§ **Prompt**: The complete listing should be restated exactly.

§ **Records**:
_ _ _ _ _

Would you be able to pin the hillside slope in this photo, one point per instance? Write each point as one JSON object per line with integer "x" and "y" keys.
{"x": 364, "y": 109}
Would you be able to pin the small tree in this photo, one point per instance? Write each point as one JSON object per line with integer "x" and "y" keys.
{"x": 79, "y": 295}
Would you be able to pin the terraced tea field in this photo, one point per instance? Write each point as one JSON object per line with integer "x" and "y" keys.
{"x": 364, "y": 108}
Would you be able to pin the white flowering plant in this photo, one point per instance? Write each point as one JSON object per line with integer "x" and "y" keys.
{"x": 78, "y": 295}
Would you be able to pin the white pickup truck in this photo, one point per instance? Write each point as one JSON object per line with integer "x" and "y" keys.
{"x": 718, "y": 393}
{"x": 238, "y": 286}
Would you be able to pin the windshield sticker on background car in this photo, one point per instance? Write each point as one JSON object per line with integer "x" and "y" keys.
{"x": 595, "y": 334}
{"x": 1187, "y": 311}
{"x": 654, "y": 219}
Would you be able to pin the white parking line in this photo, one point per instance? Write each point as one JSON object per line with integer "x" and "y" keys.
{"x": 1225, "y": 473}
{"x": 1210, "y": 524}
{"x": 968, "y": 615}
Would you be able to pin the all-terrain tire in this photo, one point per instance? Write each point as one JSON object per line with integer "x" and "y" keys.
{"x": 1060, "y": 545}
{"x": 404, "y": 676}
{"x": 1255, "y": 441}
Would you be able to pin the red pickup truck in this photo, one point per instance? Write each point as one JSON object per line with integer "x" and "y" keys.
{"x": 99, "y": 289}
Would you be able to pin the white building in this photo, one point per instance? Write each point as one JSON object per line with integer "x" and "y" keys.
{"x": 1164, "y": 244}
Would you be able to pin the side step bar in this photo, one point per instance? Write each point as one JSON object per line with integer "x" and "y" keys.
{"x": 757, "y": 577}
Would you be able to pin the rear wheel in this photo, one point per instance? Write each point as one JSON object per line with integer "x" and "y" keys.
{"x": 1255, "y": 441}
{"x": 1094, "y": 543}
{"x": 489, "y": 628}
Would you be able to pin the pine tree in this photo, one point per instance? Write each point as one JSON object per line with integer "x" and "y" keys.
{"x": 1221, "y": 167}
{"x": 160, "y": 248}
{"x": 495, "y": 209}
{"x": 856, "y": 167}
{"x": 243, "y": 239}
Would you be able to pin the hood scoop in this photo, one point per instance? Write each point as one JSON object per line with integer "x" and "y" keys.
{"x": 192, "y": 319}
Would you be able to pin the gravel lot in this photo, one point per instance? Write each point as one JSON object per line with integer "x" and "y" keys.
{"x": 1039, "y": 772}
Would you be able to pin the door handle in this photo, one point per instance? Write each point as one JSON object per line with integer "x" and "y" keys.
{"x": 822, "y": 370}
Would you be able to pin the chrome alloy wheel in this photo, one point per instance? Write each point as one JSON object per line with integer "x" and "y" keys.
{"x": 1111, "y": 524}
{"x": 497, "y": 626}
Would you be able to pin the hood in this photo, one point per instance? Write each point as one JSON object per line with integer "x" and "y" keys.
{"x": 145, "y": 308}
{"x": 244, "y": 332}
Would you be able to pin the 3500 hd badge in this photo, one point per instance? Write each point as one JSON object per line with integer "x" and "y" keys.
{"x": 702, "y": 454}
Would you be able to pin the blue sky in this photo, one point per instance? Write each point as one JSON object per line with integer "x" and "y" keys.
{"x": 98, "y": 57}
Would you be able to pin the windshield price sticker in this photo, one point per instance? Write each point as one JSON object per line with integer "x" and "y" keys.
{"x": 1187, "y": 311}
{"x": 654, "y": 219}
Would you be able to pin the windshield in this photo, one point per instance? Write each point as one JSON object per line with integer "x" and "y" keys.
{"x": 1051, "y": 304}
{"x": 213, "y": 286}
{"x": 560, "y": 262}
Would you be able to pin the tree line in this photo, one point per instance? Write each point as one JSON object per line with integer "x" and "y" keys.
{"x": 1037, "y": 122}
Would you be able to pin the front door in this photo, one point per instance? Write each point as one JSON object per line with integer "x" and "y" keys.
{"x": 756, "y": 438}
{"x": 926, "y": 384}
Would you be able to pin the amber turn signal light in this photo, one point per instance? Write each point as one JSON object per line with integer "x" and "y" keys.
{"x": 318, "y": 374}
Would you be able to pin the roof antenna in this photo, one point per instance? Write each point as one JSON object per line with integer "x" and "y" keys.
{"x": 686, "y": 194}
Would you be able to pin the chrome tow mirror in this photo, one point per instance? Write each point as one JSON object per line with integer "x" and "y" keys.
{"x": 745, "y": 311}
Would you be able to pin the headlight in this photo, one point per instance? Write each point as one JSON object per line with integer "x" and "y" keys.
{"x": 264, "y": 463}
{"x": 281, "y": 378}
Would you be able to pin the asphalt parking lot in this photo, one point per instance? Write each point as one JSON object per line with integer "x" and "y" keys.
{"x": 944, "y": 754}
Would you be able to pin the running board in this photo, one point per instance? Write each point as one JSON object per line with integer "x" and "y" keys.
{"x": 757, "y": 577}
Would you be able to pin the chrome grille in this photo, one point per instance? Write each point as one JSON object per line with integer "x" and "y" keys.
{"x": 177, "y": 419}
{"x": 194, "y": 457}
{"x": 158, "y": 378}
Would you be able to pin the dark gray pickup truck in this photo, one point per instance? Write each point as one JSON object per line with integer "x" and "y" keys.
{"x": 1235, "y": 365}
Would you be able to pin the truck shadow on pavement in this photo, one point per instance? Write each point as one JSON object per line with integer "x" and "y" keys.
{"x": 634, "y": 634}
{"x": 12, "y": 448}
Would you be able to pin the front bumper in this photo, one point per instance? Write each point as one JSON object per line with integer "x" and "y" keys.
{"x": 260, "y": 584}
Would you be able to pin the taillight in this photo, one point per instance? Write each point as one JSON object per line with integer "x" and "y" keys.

_ _ _ _ _

§ **Result of this task**:
Would you be able to pin the hillside slope in this photo, one point per instance? Write each point as one JSON object per line with integer "x" and "y" keys.
{"x": 364, "y": 109}
Would you be able to pin the small tree in this photo, one point per instance? Write each point as one JSON object per line with integer "x" and "y" keys.
{"x": 79, "y": 295}
Would you be able to pin the terraced tea field in this photo, one point per instance? Write each point as one JSON object per line with integer "x" and "y" keys.
{"x": 364, "y": 108}
Would you be able to pin the white flowering plant in this photo, one point per instance? Write each point as one JSON object per line with integer "x" and "y" keys.
{"x": 78, "y": 295}
Would you be able to pin the white pickup truck in this photo, one point per instance? Write each point as one JSON object per line with integer "x" and "y" keys.
{"x": 718, "y": 393}
{"x": 238, "y": 286}
Would you be able to pin the windshield sticker on background car in this photo, one point per instance? Write each point as one JSON object per line with integer "x" and "y" keys.
{"x": 595, "y": 334}
{"x": 1187, "y": 311}
{"x": 654, "y": 219}
Would you be able to pin the white parking line in this photo, one point per instance? Write each point as one JSON object per line with integer "x" and "y" keys.
{"x": 1225, "y": 473}
{"x": 1210, "y": 524}
{"x": 968, "y": 615}
Would you be able to pin the all-terrain tire in this photo, one point per instance? Write each point as one JSON object per line with integer "x" and "y" keys.
{"x": 1060, "y": 545}
{"x": 404, "y": 676}
{"x": 1255, "y": 441}
Would you be able to pin the red pickup truck in this photo, one point per instance? Write each point as one JSON object per line with integer "x" and "y" keys.
{"x": 99, "y": 289}
Would you be able to pin the white building in this photo, one point per instance? Write each point as one JSON object per line with integer "x" and "y" keys.
{"x": 1164, "y": 244}
Would you be able to pin the side step bar in this photo, one point per instance? Write each point as one JSON object per line with integer "x" and "y" keys.
{"x": 757, "y": 577}
Would you be able to pin the rear wheel in this photo, one point per instance? Write each point as one JSON object per line with integer "x" and "y" keys.
{"x": 1255, "y": 441}
{"x": 1094, "y": 543}
{"x": 489, "y": 628}
Would you be able to pin the pine tree in this photo, one point per instance? Write each point as one JSON object per line with integer "x" and "y" keys.
{"x": 1221, "y": 167}
{"x": 160, "y": 248}
{"x": 495, "y": 209}
{"x": 856, "y": 167}
{"x": 243, "y": 239}
Would you be able to pin the hood scoop in this photo, one point per instance? Write each point as one JSON object per line with integer "x" and "y" keys.
{"x": 192, "y": 319}
Would you be able to pin the gravel lot in this photo, one point per instance? Write each point as one JSON object per line with integer "x" and "y" keys.
{"x": 1039, "y": 772}
Would you be able to pin the door handle in this photo, one point per instance? Write each point as one JSON object per line with integer "x" and "y" keys.
{"x": 822, "y": 370}
Would you be able to pin the chrome alloy wheel in this photo, one point per instance? Write each point as one JSON object per line with integer "x" and "y" keys.
{"x": 1111, "y": 524}
{"x": 497, "y": 626}
Would you be able to pin the hood in this photo, one point per instance? Write each point as one JSON object per line with integer "x" and "y" keys.
{"x": 145, "y": 308}
{"x": 244, "y": 332}
Would you be able to pin the 3500 hd badge in this photo, one point per instance? Write each point as one JSON object per line with integer "x" and "y" keys.
{"x": 702, "y": 454}
Would you be able to pin the blue sky in this photo, one point per instance? Write each point as one JSON object per line with integer "x" and "y" keys.
{"x": 98, "y": 57}
Would you be able to pin the windshield price sticker in this photo, one point per instance? Write each point as one JSON object per line with integer "x" and "y" keys.
{"x": 1187, "y": 311}
{"x": 654, "y": 219}
Would you be able to pin the windshield in this photo, one point per instance? Write each point as one JSON object per line with integer "x" and "y" keys.
{"x": 1051, "y": 304}
{"x": 213, "y": 286}
{"x": 560, "y": 262}
Would you be able to pin the tree line in this photo, one point per instance? Write each point as one JSON object per line with integer "x" and "y" keys.
{"x": 1037, "y": 122}
Would you be able to pin the front door in this photo, one point per instance? Write each point as one JSON object per line with integer "x" and "y" keys.
{"x": 756, "y": 438}
{"x": 926, "y": 384}
Would you be able to pin the amber turn signal light in this photo, one point per instance? Write each point as one JSON object per line with integer "x" and "y" keys.
{"x": 318, "y": 374}
Would you be able to pin the roof antenna in this photo, one point per instance? Write each point as one JSON object per line with integer "x" and "y" keys.
{"x": 686, "y": 194}
Would you be able to pin the chrome tow mirror in this photo, one point per instance? Write each point as one JSON object per line with integer "x" and "y" keys.
{"x": 745, "y": 311}
Would you be able to pin the headlight in this photo, one point per instance? Write each point as one JSON object per line with integer "x" and "y" keys.
{"x": 264, "y": 463}
{"x": 281, "y": 378}
Would you be able to pin the asphalt parking lot in this photo, one point per instance? Write each point as one JSON object per line with integer "x" and "y" keys.
{"x": 944, "y": 754}
Would you be able to pin the running board in this photo, one point per instance? Write each point as one JSON object per line with integer "x" and "y" keys.
{"x": 757, "y": 577}
Would you be able to pin the chrome grille in this photo, one point per instance? Write each point as one JSON object per line with integer "x" and "y" keys.
{"x": 177, "y": 419}
{"x": 194, "y": 457}
{"x": 158, "y": 378}
Would you be able to pin the dark gray pickup truck in this photo, one point per instance? Write each point as one JSON object per line with integer "x" and "y" keys.
{"x": 1235, "y": 365}
Would you be able to pin the truck shadow on pavement in this photo, one point per instance? Write each point as one JSON object per line with integer "x" and "y" keys.
{"x": 634, "y": 634}
{"x": 12, "y": 448}
Would you be able to pin the front bumper in this photo, one point per instance? Write each point as one JSON object per line with integer "x" and "y" keys.
{"x": 260, "y": 584}
Would you be able to pin the taillight in this photo, one point per instance? Write each point as one JSON object per line with integer "x" and "y" keys.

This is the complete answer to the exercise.